**Exercise details:**
Every record that follows should be copied exactly. No picture belongs in the copy.

**Records:**
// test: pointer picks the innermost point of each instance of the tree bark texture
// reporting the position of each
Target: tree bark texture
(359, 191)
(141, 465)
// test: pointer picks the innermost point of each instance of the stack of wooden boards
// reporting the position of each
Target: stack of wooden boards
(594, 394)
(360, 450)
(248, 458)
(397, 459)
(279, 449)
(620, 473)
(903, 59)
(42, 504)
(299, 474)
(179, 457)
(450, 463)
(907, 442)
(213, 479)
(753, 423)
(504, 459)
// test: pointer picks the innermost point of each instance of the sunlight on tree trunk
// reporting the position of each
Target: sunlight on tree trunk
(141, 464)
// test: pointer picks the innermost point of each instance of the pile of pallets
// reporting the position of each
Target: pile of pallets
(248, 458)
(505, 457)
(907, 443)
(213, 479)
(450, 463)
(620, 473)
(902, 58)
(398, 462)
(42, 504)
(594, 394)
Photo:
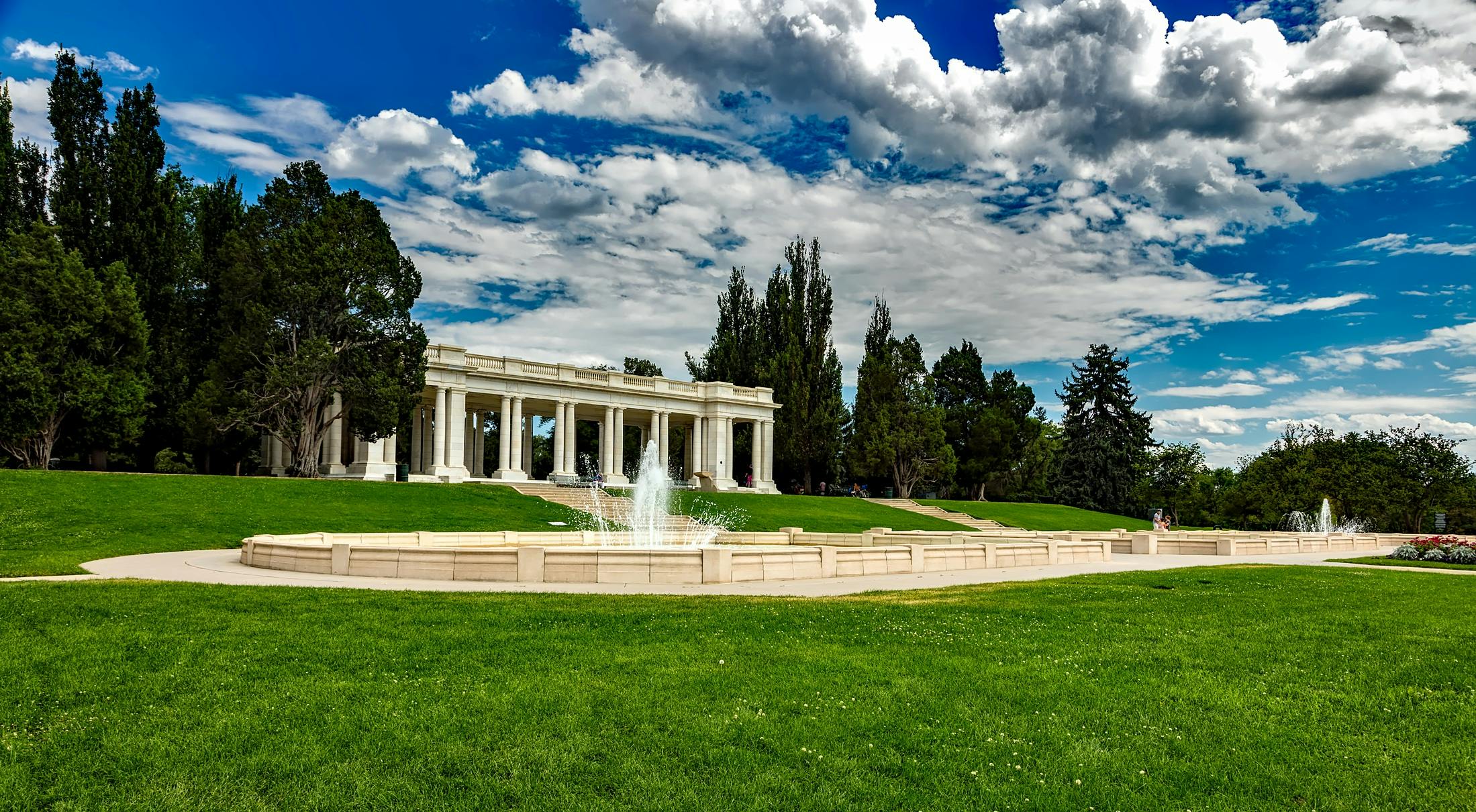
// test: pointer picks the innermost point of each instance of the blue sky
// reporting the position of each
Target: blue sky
(1270, 211)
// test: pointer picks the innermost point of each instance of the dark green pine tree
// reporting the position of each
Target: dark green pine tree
(9, 167)
(32, 181)
(319, 301)
(961, 392)
(79, 115)
(736, 349)
(800, 364)
(148, 234)
(869, 454)
(1106, 438)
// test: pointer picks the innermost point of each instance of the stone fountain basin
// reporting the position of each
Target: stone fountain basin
(740, 557)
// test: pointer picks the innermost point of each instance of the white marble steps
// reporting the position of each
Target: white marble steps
(610, 507)
(939, 513)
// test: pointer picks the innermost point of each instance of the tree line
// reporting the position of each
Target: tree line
(166, 322)
(958, 432)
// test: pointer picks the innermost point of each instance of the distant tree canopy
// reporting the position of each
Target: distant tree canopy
(321, 299)
(898, 429)
(784, 343)
(641, 366)
(1106, 439)
(72, 348)
(248, 319)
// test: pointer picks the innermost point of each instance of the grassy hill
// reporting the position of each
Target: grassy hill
(1138, 691)
(817, 514)
(1032, 515)
(50, 521)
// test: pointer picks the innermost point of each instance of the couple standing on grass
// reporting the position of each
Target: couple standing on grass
(1161, 521)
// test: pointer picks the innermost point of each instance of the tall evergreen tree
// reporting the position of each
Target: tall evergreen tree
(802, 366)
(324, 300)
(898, 427)
(75, 348)
(737, 343)
(9, 167)
(1106, 438)
(148, 232)
(963, 392)
(79, 115)
(32, 182)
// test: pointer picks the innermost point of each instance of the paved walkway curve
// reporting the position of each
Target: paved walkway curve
(224, 566)
(945, 514)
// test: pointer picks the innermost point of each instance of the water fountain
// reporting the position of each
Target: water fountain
(646, 515)
(1323, 523)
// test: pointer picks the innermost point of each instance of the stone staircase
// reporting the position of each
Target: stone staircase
(948, 515)
(610, 507)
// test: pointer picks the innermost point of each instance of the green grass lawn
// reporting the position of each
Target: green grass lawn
(50, 521)
(817, 514)
(1227, 689)
(1386, 562)
(1032, 515)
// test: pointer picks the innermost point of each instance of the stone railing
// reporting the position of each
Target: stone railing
(536, 371)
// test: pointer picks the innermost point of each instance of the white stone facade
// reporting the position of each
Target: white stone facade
(476, 392)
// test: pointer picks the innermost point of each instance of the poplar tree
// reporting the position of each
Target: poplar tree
(32, 182)
(75, 348)
(9, 167)
(1106, 438)
(79, 115)
(898, 427)
(319, 300)
(734, 352)
(148, 235)
(802, 366)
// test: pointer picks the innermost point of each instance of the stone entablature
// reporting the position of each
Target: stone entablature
(476, 392)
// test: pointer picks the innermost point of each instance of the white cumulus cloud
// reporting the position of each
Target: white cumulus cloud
(45, 55)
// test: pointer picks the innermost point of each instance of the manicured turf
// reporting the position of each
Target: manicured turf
(1386, 562)
(1032, 515)
(1233, 689)
(817, 514)
(50, 521)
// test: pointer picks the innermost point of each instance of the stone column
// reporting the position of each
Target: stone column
(334, 448)
(558, 436)
(699, 458)
(469, 440)
(619, 439)
(481, 445)
(456, 434)
(515, 438)
(768, 451)
(607, 444)
(439, 432)
(570, 446)
(728, 449)
(417, 438)
(526, 449)
(505, 436)
(688, 433)
(663, 440)
(756, 454)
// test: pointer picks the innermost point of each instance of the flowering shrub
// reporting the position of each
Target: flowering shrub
(1436, 548)
(1462, 554)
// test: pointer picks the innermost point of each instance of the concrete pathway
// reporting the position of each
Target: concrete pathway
(948, 515)
(54, 578)
(224, 566)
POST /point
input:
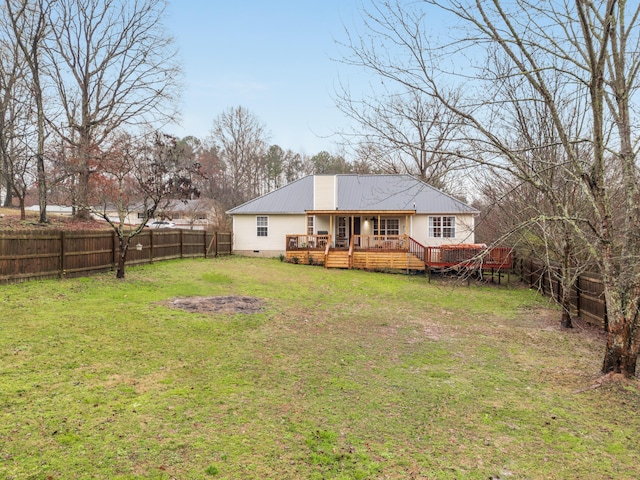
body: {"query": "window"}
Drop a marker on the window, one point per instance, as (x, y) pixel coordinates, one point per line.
(442, 227)
(262, 224)
(388, 226)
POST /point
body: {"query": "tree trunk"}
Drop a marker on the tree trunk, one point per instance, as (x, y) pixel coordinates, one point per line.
(122, 257)
(23, 213)
(621, 354)
(565, 321)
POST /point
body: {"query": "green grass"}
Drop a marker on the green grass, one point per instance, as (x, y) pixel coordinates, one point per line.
(344, 375)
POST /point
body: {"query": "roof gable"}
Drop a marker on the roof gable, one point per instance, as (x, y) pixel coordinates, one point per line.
(295, 197)
(359, 192)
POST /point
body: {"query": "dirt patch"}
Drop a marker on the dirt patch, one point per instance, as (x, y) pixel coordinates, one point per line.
(229, 304)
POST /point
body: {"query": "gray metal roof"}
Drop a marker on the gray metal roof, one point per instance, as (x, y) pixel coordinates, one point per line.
(395, 192)
(359, 192)
(295, 197)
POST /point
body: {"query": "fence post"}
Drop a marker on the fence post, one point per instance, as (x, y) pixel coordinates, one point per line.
(115, 246)
(204, 242)
(578, 294)
(63, 252)
(151, 252)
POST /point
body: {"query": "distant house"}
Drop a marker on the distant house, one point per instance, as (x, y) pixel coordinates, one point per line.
(196, 214)
(353, 213)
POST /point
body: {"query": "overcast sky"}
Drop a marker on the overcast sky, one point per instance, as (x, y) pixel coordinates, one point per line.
(272, 57)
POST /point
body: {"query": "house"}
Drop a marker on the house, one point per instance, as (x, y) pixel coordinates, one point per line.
(323, 215)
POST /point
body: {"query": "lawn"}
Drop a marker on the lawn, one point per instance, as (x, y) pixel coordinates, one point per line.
(341, 375)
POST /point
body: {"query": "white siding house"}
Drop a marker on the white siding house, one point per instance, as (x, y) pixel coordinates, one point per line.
(346, 206)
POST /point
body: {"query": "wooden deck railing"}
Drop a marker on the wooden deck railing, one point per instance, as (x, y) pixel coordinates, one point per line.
(384, 243)
(307, 242)
(469, 256)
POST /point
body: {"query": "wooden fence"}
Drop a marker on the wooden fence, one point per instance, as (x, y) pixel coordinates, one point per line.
(53, 253)
(587, 296)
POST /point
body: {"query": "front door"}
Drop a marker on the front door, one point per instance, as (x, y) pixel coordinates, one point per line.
(356, 229)
(342, 233)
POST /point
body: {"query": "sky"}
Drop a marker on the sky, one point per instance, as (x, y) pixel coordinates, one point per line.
(276, 58)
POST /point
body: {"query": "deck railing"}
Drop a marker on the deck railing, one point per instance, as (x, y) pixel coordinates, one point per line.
(378, 243)
(469, 256)
(307, 242)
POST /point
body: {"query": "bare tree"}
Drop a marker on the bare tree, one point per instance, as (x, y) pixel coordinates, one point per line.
(113, 66)
(580, 52)
(404, 132)
(241, 141)
(29, 25)
(141, 176)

**Written solution:**
// test: pointer picks the innermost point of each instance of the tree bark texture
// reporting the position of each
Target: tree bark texture
(359, 191)
(141, 465)
// test: pointer picks the innermost point of each instance of the stack of wooden boards
// reporting the position of each
Target: stack of wooden boards
(594, 394)
(360, 450)
(248, 458)
(397, 459)
(279, 449)
(620, 473)
(903, 59)
(42, 504)
(299, 474)
(179, 457)
(450, 463)
(907, 442)
(213, 479)
(753, 423)
(504, 459)
// test: pointer picks the innermost point of each instance of the sunlight on tree trunk
// reporting the position of each
Target: sunlight on tree trunk
(141, 464)
// test: pointer picks the innermost point of each instance of the pile of pallets
// reporting the position of each
Target: pile of pallets
(248, 458)
(505, 457)
(907, 443)
(213, 479)
(450, 463)
(620, 473)
(902, 58)
(398, 462)
(42, 504)
(594, 394)
Photo:
// test: pointer picks the innermost point of each instance of the blue sky
// reporting the position of each
Target: blue sky
(1270, 211)
// test: pointer picks the innermost point of each instance of the dark green pine tree
// reporting the position of each
Target: dark green pine tree
(9, 167)
(32, 181)
(319, 301)
(961, 392)
(79, 115)
(736, 349)
(800, 364)
(148, 234)
(869, 454)
(1106, 438)
// test: pointer picks the innermost point of each instance of the stone fountain basin
// reporting the position of each
Target: stone fountain basin
(740, 557)
// test: pointer picks the innermost point of each instance of the white marble steps
// reporting the position of each
Target: white marble steps
(610, 507)
(939, 513)
// test: pointer picks the innermost point of each instance of the tree line
// reporting the position of each
Target: tree line
(166, 322)
(958, 432)
// test: pointer picks the innermost point of each instance of the distant tree canopy
// reporting the position of each
Target: distant tree canopy
(321, 299)
(898, 429)
(784, 343)
(641, 366)
(1106, 439)
(72, 348)
(248, 319)
// test: pointer picks the innermost point of each instance of the grassy hill
// reporting the position of each
Target: grassy hill
(1138, 691)
(817, 514)
(1032, 515)
(50, 521)
// test: pointer picks the innermost point of each instance of the couple standing on grass
// reporting the position of each
Target: couple standing on grass
(1161, 521)
// test: pointer picks the innermost point of each instance of the tall evergreen tree
// reporting the position of each
Target: tall evergreen tree
(802, 366)
(324, 300)
(898, 427)
(75, 348)
(737, 343)
(9, 167)
(1106, 438)
(148, 232)
(963, 392)
(79, 115)
(32, 182)
// test: pointer picks the innermost point of each instance of the paved walkway curve
// reporting the position of each
Target: paved walkway curve
(224, 566)
(945, 514)
// test: pointer picks the innermost point of each instance of the water fountain
// reporting the position of each
Target: water fountain
(646, 515)
(1323, 523)
// test: pointer picks the innermost point of each instance of the stone staircase
// reporting the position of each
Target: stone staircase
(948, 515)
(610, 507)
// test: pointer picks the innermost point of each instance of the green grass lawn
// reporting the position of each
Target: green grass lawn
(50, 521)
(817, 514)
(1227, 689)
(1386, 562)
(1032, 515)
// test: pointer picks the innermost point of each instance of the stone railing
// reporting the position of each
Target: stone railing
(536, 371)
// test: pointer picks the innermost point of each instance of the white stone facade
// reporting the position of each
Target: white stone facade
(476, 392)
// test: pointer picks the innermost point of each instance of the poplar tree
// reporting the position of each
Target: poplar tree
(32, 182)
(75, 348)
(9, 167)
(1106, 438)
(79, 115)
(898, 427)
(319, 300)
(734, 352)
(148, 235)
(802, 366)
// test: pointer picks the innermost point of each instance of the stone entablature
// reporting the position of each
Target: stone entablature
(476, 392)
// test: pointer picks the innermost point of each instance of the white cumulus cloud
// reporting the position of each
Target: white cumulus cloud
(45, 55)
// test: pointer picks the innermost point of each instance of the manicured turf
// reporting the position of each
Target: manicured turf
(1386, 562)
(1032, 515)
(1233, 689)
(817, 514)
(50, 521)
// test: pointer picks the innermost point of each instance of the stone column
// reporting the position of each
Target: stone column
(334, 448)
(558, 436)
(699, 458)
(469, 440)
(619, 439)
(481, 445)
(456, 434)
(515, 438)
(768, 451)
(607, 444)
(439, 432)
(570, 446)
(728, 449)
(417, 438)
(526, 449)
(505, 436)
(688, 433)
(663, 440)
(756, 454)
// test: pointer picks the innermost point of each instance of the flowering shrub
// reporting the position of each
Target: flowering shrub
(1436, 548)
(1462, 554)
// test: pointer picks the innermost point of each instance of the concrete pathway
// reporting the position of each
Target: concrete pathway
(948, 515)
(54, 578)
(224, 566)
POST /point
input:
body: {"query": "window"}
Drop a marker on the window, one point per instance, as (x, y) pixel coordinates, one point per line.
(442, 227)
(262, 224)
(388, 226)
POST /point
body: {"query": "tree trunk"}
Drop a marker on the tree trunk, one point per instance, as (x, y) pixel coordinates, one point per line.
(122, 257)
(23, 213)
(621, 354)
(565, 321)
POST /point
body: {"query": "green grass"}
Drop a marker on the green grass, one point per instance, as (x, y) pixel coordinates, one point per line.
(344, 375)
POST /point
body: {"query": "roof gable"}
Drop a marker on the roof gable, one point per instance, as (x, y) pixel coordinates, one point per line.
(295, 197)
(359, 192)
POST /point
body: {"query": "dirt patch"}
Drop a marker on the dirt patch, one point per instance, as (x, y) pixel coordinates, one point per line.
(229, 304)
POST /point
body: {"query": "gray metal roof"}
Drop a marker on the gray metal roof, one point per instance, as (x, y) pixel coordinates, one point per line.
(395, 192)
(359, 192)
(295, 197)
POST /point
body: {"query": "fence post"}
Drop a marker on the fence post, one point per instance, as (x, y) pixel coordinates, one point per line.
(115, 246)
(204, 242)
(578, 294)
(63, 252)
(151, 252)
POST /point
body: {"query": "distant house"}
Drop a marker on the distant house, one point per instance, as (x, y) pixel coordinates, one point per line.
(196, 214)
(353, 213)
POST /point
body: {"query": "overcast sky"}
Drop a marker on the overcast sky, one point per instance, as (x, y) pixel coordinates, one point per line.
(272, 57)
POST /point
body: {"query": "house"}
Drop a marker on the house, one point per instance, as (x, y) pixel coordinates, one point per line.
(323, 215)
POST /point
body: {"query": "lawn"}
Drop a marker on the lawn, one point per instance, as (x, y) pixel coordinates, one point per line.
(341, 375)
POST /point
body: {"query": "white siding house"}
Drop a marker on the white siding house, one point per instance, as (x, y) pixel coordinates, one point per line.
(346, 206)
POST /point
body: {"query": "wooden deck railing"}
Drop a marker on the wooden deck railing, one point per instance, as (x, y) pixel coordinates, one point per line.
(384, 243)
(307, 242)
(469, 256)
POST /point
body: {"query": "wooden fence"}
Drop a marker on the wooden fence, one point per instance, as (x, y) pixel coordinates, one point per line.
(53, 253)
(587, 296)
POST /point
body: {"query": "front door"}
Drop a marker on the front door, one point per instance, as (x, y) pixel coordinates, one point per line.
(356, 229)
(342, 233)
POST /point
body: {"query": "sky"}
Drop a marker on the sky, one point per instance, as (x, y) pixel coordinates, one point per line.
(276, 58)
POST /point
body: {"query": "deck railing"}
Drop a marker on the deck railing, one point per instance, as (x, y) pixel coordinates, one point per line.
(378, 243)
(469, 256)
(307, 242)
POST /point
body: {"query": "bare tree"}
Drop a marker on the bare tree, one point per instance, as (x, y) pixel coordinates, one point per line.
(113, 66)
(580, 52)
(404, 132)
(241, 141)
(29, 25)
(141, 176)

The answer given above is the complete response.